## [WHAT THE EXERCISE ASKS]
Find each line in the items below that contains the string "bowl", and copy those lines out in full.

Start of PROVIDED DATA

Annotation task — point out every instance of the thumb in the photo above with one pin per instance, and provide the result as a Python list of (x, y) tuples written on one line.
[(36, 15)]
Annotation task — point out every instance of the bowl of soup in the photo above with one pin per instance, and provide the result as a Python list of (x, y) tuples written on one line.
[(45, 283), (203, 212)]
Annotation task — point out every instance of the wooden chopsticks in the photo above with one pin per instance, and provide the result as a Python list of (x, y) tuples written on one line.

End of PROVIDED DATA
Start of PROVIDED DATA

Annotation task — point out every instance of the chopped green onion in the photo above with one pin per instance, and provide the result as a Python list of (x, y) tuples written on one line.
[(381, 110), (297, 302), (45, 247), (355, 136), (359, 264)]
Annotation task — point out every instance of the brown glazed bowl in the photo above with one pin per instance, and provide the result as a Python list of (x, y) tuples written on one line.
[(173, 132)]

End of PROVIDED DATA
Start of PROVIDED DATA

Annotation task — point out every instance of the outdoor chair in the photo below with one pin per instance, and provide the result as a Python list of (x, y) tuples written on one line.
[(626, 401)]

End of PROVIDED DATA

## [EXERCISE RESPONSE]
Annotation task — point out every instance of the bowl of soup in the photo above with one pin per instance, and provide the result as a Python list of (x, y) tuples written on one line.
Annotation task — point out every instance of the brown glazed bowl in the photo above with one pin per instance, and provide the result as a Python list of (x, y) tuples written on one line.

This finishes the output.